»»

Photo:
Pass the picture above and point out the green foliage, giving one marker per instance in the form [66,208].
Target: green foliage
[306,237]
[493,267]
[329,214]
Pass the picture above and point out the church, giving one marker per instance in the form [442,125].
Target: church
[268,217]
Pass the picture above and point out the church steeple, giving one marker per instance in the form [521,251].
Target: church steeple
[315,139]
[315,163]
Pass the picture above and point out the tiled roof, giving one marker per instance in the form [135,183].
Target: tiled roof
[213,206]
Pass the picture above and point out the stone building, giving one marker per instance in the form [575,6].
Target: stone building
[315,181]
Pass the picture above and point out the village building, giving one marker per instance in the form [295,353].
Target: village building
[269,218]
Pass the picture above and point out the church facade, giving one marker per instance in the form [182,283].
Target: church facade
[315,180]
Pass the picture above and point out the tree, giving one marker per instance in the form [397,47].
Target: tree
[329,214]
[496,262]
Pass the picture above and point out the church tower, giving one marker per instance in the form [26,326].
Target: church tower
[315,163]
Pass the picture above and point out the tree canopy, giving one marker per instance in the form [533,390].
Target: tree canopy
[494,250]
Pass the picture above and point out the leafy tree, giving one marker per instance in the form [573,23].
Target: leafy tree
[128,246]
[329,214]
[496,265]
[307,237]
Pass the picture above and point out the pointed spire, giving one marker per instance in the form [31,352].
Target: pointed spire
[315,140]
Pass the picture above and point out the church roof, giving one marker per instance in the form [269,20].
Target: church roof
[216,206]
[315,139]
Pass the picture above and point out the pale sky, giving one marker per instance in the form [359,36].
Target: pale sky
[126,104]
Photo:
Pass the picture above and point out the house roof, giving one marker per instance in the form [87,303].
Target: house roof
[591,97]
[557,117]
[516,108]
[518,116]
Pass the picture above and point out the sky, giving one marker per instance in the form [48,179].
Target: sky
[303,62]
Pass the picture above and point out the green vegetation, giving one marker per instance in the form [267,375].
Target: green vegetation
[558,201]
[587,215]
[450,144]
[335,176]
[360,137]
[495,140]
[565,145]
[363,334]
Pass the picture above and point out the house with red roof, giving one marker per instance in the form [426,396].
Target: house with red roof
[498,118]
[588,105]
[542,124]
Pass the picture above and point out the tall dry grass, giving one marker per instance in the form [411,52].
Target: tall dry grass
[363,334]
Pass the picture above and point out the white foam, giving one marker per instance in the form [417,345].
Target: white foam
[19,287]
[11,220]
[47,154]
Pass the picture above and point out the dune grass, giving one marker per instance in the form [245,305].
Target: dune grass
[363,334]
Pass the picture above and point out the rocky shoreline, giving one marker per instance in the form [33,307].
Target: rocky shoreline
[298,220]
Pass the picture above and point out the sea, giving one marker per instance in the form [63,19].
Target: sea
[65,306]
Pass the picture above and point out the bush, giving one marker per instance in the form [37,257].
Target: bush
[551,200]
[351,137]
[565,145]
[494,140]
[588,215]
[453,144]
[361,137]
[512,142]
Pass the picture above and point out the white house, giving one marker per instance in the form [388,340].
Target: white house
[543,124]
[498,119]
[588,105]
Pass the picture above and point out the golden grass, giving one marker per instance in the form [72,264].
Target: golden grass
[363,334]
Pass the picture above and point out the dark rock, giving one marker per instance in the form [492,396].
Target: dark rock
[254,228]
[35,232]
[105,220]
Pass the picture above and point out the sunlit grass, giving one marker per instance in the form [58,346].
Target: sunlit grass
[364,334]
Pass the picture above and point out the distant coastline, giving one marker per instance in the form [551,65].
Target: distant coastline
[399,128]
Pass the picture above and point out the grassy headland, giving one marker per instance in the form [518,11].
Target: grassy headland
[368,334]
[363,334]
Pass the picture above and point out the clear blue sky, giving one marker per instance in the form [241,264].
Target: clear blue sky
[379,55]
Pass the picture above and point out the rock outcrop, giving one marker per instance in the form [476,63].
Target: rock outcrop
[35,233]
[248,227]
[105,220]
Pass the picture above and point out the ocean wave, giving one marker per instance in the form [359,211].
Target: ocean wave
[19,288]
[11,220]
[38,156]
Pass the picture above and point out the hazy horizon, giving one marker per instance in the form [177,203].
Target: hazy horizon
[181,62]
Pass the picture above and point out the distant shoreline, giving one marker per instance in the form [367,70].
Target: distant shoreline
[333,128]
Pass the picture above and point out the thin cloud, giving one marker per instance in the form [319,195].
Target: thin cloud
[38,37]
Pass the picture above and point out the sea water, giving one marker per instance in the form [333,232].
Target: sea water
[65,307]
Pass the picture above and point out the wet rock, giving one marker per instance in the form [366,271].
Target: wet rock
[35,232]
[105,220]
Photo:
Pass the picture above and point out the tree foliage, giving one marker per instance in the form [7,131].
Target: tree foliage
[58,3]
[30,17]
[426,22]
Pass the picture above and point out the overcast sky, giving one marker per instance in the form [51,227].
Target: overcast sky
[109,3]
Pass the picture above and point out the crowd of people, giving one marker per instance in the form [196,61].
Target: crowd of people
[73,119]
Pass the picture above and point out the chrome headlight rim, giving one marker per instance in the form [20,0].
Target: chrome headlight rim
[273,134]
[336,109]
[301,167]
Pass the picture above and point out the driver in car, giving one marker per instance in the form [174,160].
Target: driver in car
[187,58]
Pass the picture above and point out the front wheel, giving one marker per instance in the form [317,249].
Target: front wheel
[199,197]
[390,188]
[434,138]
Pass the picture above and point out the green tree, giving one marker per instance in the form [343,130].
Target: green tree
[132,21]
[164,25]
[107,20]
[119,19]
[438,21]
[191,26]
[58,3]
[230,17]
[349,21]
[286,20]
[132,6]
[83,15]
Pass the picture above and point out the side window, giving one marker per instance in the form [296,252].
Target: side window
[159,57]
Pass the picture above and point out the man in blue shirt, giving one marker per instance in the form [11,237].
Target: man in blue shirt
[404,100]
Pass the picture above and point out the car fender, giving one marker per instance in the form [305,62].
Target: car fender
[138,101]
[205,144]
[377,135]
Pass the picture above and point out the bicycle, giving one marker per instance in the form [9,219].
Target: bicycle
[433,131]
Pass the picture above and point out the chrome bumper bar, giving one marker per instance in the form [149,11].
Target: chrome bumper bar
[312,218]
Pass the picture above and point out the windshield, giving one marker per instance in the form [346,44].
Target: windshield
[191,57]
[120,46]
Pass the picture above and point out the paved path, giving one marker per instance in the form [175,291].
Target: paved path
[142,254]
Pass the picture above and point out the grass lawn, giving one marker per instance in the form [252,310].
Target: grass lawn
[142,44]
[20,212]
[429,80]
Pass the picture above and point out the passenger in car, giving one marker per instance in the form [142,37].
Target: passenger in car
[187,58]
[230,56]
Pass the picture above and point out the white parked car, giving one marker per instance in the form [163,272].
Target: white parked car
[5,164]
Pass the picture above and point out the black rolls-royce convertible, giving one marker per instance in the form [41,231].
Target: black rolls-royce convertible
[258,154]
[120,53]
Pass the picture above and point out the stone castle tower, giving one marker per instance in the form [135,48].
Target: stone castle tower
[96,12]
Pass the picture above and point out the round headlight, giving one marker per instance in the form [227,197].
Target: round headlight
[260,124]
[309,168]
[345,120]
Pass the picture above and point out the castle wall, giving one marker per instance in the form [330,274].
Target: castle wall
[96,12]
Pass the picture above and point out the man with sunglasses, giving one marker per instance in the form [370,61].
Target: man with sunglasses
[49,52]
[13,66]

««

• [Assignment] Extract all the entries word for word.

• [Output for this task]
Photo:
Pass the picture above and point out the green foliage, giving one marker per instance in the form [66,208].
Target: green foliage
[306,237]
[493,267]
[329,214]
Pass the picture above and point out the church, giving one marker per instance in the form [442,125].
Target: church
[268,217]
Pass the picture above and point out the church steeple, giving one marker per instance in the form [521,251].
Target: church steeple
[315,139]
[315,163]
Pass the picture above and point out the tiled roof, giving one marker per instance in the form [135,183].
Target: tiled roof
[213,206]
Pass the picture above and point out the stone building, giving one marker per instance in the form [575,6].
Target: stone building
[315,181]
Pass the picture above and point out the village building, giving one marker per instance in the form [295,353].
Target: village building
[269,218]
Pass the picture above and point out the church facade, giving one marker per instance in the form [182,283].
Target: church facade
[315,180]
Pass the picture above and point out the tree, giving one marker per instance in the form [397,47].
Target: tree
[329,214]
[496,262]
Pass the picture above and point out the church tower, giving one marker per instance in the form [26,326].
Target: church tower
[315,163]
Pass the picture above and point out the tree canopy, giving one marker per instance in the form [533,390].
Target: tree canopy
[494,250]
Pass the picture above and point out the leafy tree, giving one marker per instance in the form [573,23].
Target: leafy tree
[128,246]
[329,214]
[496,265]
[307,237]
Pass the picture above and point out the pointed spire, giving one marker per instance in the form [31,352].
Target: pointed spire
[315,140]
Pass the picture above and point out the church roof, giving one marker per instance in the form [269,20].
Target: church roof
[216,206]
[315,139]
Pass the picture above and point out the pale sky, giving one marker per instance in the form [359,36].
Target: pale sky
[126,104]
Photo:
Pass the picture above and point out the house roof, giving one marker per instance in the form [87,303].
Target: house roof
[591,97]
[557,117]
[516,108]
[518,116]
Pass the picture above and point out the sky, giving one marker per instance in the form [48,179].
Target: sky
[303,62]
Pass the picture above and point out the green vegetation, giving one marker per instance in the form [267,375].
Target: green vegetation
[558,201]
[587,215]
[450,144]
[335,176]
[360,137]
[495,140]
[565,145]
[363,334]
Pass the picture above and point out the house with red roof, giving one marker per instance in the form [426,396].
Target: house with red roof
[498,118]
[588,105]
[542,124]
Pass the picture above and point out the tall dry grass, giving one marker per instance in the form [411,52].
Target: tall dry grass
[363,334]
Pass the picture above and point out the white foam, giving one marker per instance in the form [417,345].
Target: white foam
[19,287]
[11,220]
[47,154]
Pass the picture above and point out the dune grass, giving one marker per instance in the form [245,305].
Target: dune grass
[363,334]
Pass the picture above and point out the rocky shoreline, giving one marker per instance in the form [33,307].
Target: rocky shoreline
[298,220]
Pass the picture above and point out the sea, giving one marker per instance in the form [63,19].
Target: sea
[65,306]
Pass the picture above and point out the bush, giving one marker per instance in the form [37,257].
Target: bush
[551,200]
[351,137]
[565,145]
[494,140]
[588,215]
[453,144]
[361,137]
[512,142]
Pass the picture above and point out the white house, giving one marker per instance in the form [388,340].
Target: white house
[543,124]
[498,119]
[588,105]
Pass the picture above and point out the golden grass, giving one marker per instance in the form [72,264].
Target: golden grass
[363,334]
Pass the picture above and point out the dark rock, giving one marker per instance in the form [492,396].
Target: dark rock
[254,228]
[35,232]
[105,220]
Pass the picture above and point out the sunlit grass, giving one marker per instance in the form [58,346].
Target: sunlit grass
[364,334]
Pass the picture above and point out the distant coastline, giving one marker per instance in the form [551,65].
Target: distant coastline
[399,128]
Pass the picture above and point out the grassy headland, giving one marker per instance in the form [518,11].
Target: grassy headland
[368,334]
[363,334]
Pass the picture above and point out the clear blue sky, giving one marker per instance in the form [241,264].
Target: clear blue sky
[379,55]
Pass the picture above and point out the rock outcrop, giving one marker per instance in the form [476,63].
Target: rock outcrop
[35,233]
[248,227]
[105,220]
Pass the picture above and point out the ocean wave, giving one marker per instance in the form [359,211].
Target: ocean wave
[19,288]
[11,220]
[38,156]
Pass the picture above and point out the hazy horizon, giving one marker per instance in the form [177,203].
Target: hazy horizon
[181,62]
Pass the picture above and point out the distant shoreline, giving one marker per instance in the form [367,70].
Target: distant shoreline
[333,128]
Pass the picture above and point out the thin cloud, giving one marker per instance in the form [319,195].
Target: thin cloud
[38,37]
Pass the picture above and point out the sea water, giving one marker per instance in the form [333,232].
Target: sea water
[65,307]
Pass the picture above and point out the wet rock, giving one marker per instance in the form [366,271].
Target: wet rock
[35,232]
[105,220]
Photo:
Pass the picture above and point out the tree foliage, giving one marker per instance in the form [7,131].
Target: tree foliage
[58,3]
[30,17]
[426,22]
Pass the picture above and point out the overcast sky, giving one marker per instance in the form [51,227].
Target: overcast sky
[109,3]
Pass the picture above and point out the crowd of people, giving one marker per instance in the form [196,61].
Target: crowd of people
[73,119]
Pass the picture above and point out the chrome headlight rim, giving one marker per instance in the form [20,0].
Target: chrome headlight rim
[273,134]
[336,109]
[301,167]
Pass the picture above and point out the driver in car, giving one marker per instance in the form [174,160].
Target: driver in car
[187,58]
Pass the picture above and point out the front wheel, giving one marker per instance in the form [317,249].
Target: front wheel
[199,197]
[390,188]
[434,138]
Pass the picture above and point out the green tree, giving one marker per instance in the form [343,130].
Target: green tree
[132,21]
[164,25]
[107,20]
[119,19]
[438,21]
[191,26]
[58,3]
[230,17]
[349,21]
[286,20]
[132,6]
[83,15]
Pass the picture above and point out the side window, giving one marker per instance in the form [296,252].
Target: side window
[159,57]
Pass the picture above and point out the man in blue shirt, giving one marker per instance in the form [11,237].
Target: man in blue shirt
[404,100]
Pass the picture above and point out the car fender, giving one marker per instance in the form [305,62].
Target: car fender
[138,101]
[205,144]
[377,135]
Pass the picture above and point out the bicycle, giving one marker per instance in the form [9,219].
Target: bicycle
[433,131]
Pass the picture above and point out the chrome bumper bar, giving one marker per instance in the form [149,11].
Target: chrome bumper bar
[312,218]
Pass the picture above and point out the windshield, giving one marker per instance in the form [346,44].
Target: windshield
[191,57]
[120,46]
Pass the picture above and point out the paved path, giving one marker per instance in the form [175,291].
Target: paved path
[142,254]
Pass the picture above and point out the grass lawn, giving one marker per instance in the form [252,310].
Target: grass lawn
[142,44]
[20,212]
[429,80]
Pass the picture above and point out the passenger in car, giving one marker per instance in the form [142,37].
Target: passenger in car
[187,58]
[230,56]
Pass the picture above and point out the white parked car, giving one marker per instance in the form [163,272].
Target: white parked car
[5,164]
Pass the picture above and point out the black rolls-royce convertible, giving one marker per instance in the form [41,231].
Target: black rolls-royce convertible
[258,154]
[120,53]
Pass the picture above and point out the stone castle tower, giving one marker per instance in the form [135,48].
Target: stone castle tower
[96,12]
Pass the picture above and point out the round headlight, giving one marker per instance in the form [227,197].
Target: round headlight
[260,124]
[309,168]
[345,120]
Pass the picture above and point out the castle wall, giving one marker per instance in the form [330,274].
Target: castle wall
[96,12]
Pass the picture above and point out the man with sunglasses, giving one marker per instance in the form [370,61].
Target: man with sunglasses
[49,52]
[13,66]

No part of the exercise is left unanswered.